CONSIGNE A
Dans la liste, recopiez le passage allant de la ligne contenant « Task: where can the blurred yellow » jusqu'à la fin de la liste, ces deux bornes comprises, en changeant « butterfly » en « moth » et sans rien modifier d'autre.

EXTRAIT SOURCE
-=-=-

The Oboe’s American Dream

Faire une anche de hautbois américain : histoire


Alors que la croissance économique semble florissante tout particulièrement aux Etats-Unis en ce début d’année 2018, ce grand pays semble vouloir pourtant contourner les règles basiques du capitalisme et du libre échange qu’il a pourtant lui même édictées pour se replier avec une tendance protectionniste.

Pourtant, d’un point de vue musical, il y a fort longtemps que les Etats-Unis ont observé ce protectionnisme pour jouer sur les mots.

Dans le domaine du hautbois, de nombreuses « Ecoles » ont fleuri dans les siècles passés, ayant à coeur de transmettre une sonorité, une technique, un esprit. C’est ainsi qu’un français ne sonnait pas comme un allemand, ne sonnant pas lui même comme un tchèque ou un anglais. Je pourrais m’amuser à dire que les sonorités de hautbois devaient varier avec la langue du pays !

Pourtant les musiciens de la fin du XIXème siècle et du début du XXème siècle ne s’engageaient peut-être pas de manière consciente dans cette conception étroite et limitative « d’Ecole ». De plus il a toujours existé –et c’est tant mieux– des artistes ayant une personnalité forte pour ne pas dire originale ne les faisant ressembler à nul autre musicien.

Pourtant, c’est incontestable des différences existaient. Notamment entre l’Europe et les Etats-Unis.

-=-=-

CONSIGNE B
Résumez en deux phrases l'extrait sur le hautbois.

-=-=-

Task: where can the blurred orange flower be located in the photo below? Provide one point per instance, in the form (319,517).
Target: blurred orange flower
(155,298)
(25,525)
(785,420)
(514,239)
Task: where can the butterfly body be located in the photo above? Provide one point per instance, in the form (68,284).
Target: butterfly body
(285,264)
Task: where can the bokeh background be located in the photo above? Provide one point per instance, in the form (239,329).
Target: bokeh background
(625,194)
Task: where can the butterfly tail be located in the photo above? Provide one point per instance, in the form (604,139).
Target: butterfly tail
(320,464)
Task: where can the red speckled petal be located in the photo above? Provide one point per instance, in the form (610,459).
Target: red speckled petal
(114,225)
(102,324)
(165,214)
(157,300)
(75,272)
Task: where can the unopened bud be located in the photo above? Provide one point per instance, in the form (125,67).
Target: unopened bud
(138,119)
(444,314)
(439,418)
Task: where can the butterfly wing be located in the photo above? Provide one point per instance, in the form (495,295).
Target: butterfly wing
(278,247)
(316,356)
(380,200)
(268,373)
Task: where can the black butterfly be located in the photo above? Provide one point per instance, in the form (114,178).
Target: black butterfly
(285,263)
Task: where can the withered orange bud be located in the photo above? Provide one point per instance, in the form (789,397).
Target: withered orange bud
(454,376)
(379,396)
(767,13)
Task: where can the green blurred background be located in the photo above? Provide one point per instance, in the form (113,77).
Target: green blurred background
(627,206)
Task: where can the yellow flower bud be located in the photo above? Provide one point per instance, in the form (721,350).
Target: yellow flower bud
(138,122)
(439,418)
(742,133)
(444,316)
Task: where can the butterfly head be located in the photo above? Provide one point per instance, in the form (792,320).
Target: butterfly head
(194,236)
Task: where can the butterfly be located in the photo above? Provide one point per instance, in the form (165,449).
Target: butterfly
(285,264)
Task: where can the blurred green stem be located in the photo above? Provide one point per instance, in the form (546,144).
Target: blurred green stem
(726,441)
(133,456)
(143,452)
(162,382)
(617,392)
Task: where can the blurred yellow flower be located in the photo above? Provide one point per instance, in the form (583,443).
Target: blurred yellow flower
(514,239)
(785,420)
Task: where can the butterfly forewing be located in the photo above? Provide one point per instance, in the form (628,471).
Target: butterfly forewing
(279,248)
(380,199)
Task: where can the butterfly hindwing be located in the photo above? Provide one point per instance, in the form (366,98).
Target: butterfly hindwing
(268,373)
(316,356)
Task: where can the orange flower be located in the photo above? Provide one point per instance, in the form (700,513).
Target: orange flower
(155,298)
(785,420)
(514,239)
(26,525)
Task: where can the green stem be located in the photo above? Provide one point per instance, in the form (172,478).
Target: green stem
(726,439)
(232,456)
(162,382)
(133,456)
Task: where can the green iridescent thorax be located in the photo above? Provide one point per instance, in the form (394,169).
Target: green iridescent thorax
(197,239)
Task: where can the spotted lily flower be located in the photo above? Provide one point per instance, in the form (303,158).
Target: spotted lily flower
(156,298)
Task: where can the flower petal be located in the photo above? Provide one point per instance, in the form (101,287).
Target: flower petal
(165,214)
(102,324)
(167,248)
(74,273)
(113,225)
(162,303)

-=-=-

RÉPONSE ATTENDUE A
Task: where can the blurred yellow flower be located in the photo above? Provide one point per instance, in the form (583,443).
Target: blurred yellow flower
(514,239)
(785,420)
Task: where can the moth forewing be located in the photo above? Provide one point per instance, in the form (628,471).
Target: moth forewing
(279,248)
(380,199)
Task: where can the moth hindwing be located in the photo above? Provide one point per instance, in the form (366,98).
Target: moth hindwing
(268,373)
(316,356)
Task: where can the orange flower be located in the photo above? Provide one point per instance, in the form (700,513).
Target: orange flower
(155,298)
(785,420)
(514,239)
(26,525)
Task: where can the green stem be located in the photo above? Provide one point per instance, in the form (172,478).
Target: green stem
(726,439)
(232,456)
(162,382)
(133,456)
Task: where can the green iridescent thorax be located in the photo above? Provide one point per instance, in the form (394,169).
Target: green iridescent thorax
(197,239)
Task: where can the spotted lily flower be located in the photo above? Provide one point per instance, in the form (303,158).
Target: spotted lily flower
(156,298)
Task: where can the flower petal be located in the photo above? Provide one point per instance, in the form (101,287).
Target: flower petal
(165,214)
(102,324)
(167,248)
(74,273)
(113,225)
(162,303)

RÉPONSE ATTENDUE B
Alors que les États-Unis semblent tentés par le protectionnisme en ce début d'année 2018, le texte affirme que, sur le plan musical, ce pays observe depuis longtemps une forme de protectionnisme. Dans le domaine du hautbois, de nombreuses « Écoles » ont transmis une sonorité, une technique et un esprit propres, et même si des artistes à forte personnalité ont toujours existé, des différences existaient incontestablement, notamment entre l'Europe et les États-Unis.